» GIVEN DATA:
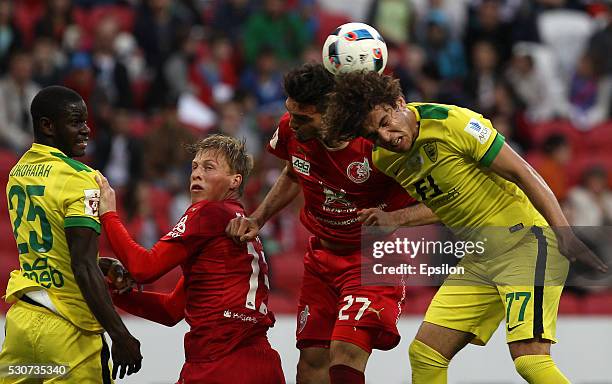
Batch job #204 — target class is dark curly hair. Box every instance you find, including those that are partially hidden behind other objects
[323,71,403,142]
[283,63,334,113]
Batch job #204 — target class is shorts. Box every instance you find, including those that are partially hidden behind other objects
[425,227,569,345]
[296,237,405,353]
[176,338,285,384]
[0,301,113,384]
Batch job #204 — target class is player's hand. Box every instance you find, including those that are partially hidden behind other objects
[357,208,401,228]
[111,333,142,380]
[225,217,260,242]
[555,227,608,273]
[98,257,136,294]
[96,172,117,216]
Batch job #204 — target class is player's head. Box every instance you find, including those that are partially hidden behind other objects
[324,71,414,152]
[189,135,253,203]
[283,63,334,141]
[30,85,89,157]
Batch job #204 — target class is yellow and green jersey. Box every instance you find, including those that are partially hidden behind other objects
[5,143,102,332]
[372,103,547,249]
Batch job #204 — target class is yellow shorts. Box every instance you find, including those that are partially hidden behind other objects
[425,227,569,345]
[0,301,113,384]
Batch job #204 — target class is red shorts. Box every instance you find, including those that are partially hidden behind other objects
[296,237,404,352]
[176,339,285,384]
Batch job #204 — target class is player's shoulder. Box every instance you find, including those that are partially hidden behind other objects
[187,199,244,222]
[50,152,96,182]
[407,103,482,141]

* * *

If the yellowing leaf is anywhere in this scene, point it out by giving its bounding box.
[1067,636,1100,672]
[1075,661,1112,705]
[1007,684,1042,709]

» WRITTEN INSTRUCTION: Rewrite everything in the listing above from the line containing "Batch job #204 — target class is player's hand." down to the line containing "[96,172,117,216]", both included and nothing else, keeping the request line and offsetting every bounding-box coordinate by -66.

» FINISHED TASK:
Batch job #204 — target class is player's hand. Box every instance you find, including those that are partially hidden behind other objects
[291,142,335,162]
[45,267,76,314]
[159,151,194,176]
[489,161,542,207]
[32,191,70,228]
[30,106,51,150]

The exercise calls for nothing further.